**Task goal**
Where the data below has the string "pixel", return the whole line.

**Working data**

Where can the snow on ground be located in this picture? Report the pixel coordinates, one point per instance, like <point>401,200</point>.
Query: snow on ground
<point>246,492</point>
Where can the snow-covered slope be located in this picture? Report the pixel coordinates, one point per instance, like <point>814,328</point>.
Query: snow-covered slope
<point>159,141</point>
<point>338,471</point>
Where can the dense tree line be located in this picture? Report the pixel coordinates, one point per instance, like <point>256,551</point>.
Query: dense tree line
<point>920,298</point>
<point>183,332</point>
...
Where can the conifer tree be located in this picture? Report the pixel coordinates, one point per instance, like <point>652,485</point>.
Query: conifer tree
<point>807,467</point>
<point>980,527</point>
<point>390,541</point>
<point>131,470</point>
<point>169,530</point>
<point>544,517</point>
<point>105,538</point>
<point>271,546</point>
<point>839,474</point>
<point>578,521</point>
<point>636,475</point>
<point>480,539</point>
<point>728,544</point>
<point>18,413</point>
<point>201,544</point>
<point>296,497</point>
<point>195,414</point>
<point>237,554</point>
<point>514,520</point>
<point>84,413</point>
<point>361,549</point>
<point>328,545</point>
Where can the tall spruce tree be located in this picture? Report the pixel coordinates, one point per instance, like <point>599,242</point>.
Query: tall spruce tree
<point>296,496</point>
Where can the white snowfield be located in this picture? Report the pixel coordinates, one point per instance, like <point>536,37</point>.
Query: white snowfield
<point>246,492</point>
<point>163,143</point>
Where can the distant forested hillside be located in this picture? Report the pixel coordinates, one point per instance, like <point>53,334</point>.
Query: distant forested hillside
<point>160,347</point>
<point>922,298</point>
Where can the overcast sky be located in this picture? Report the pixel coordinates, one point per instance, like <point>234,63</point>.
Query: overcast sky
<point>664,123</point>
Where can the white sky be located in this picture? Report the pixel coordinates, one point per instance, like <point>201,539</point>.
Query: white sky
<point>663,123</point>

**Your solution**
Where can the snow on ground be located in this picture? Report the pixel coordinates, one point per instance, like <point>401,200</point>.
Where can the snow-covered slope be located in this picture? Report the pixel coordinates, one point per instance, like <point>814,328</point>.
Where can the dense tree line be located in this picture? Report the pixel coordinates, one point per instance, like <point>256,551</point>.
Where can the conifer tree be located in this picture? Report the pixel coordinates, one point per instance, like <point>652,485</point>.
Where can the tall spruce tree be located in this picture? Report the pixel coordinates, one point per instance, like <point>599,242</point>.
Where can the white snowfield be located in this picture? Report the pixel coordinates, one point per instance, like <point>536,37</point>.
Where can the distant forested hillside be located in this picture? Report the pixel coordinates, one point per instance, like <point>53,334</point>.
Where can the overcast sky be located in this picture? Report the pixel coordinates, one point per instance, like <point>234,63</point>.
Where can the white sky be located in this picture? Report the pixel coordinates, one point per instance, like <point>201,539</point>.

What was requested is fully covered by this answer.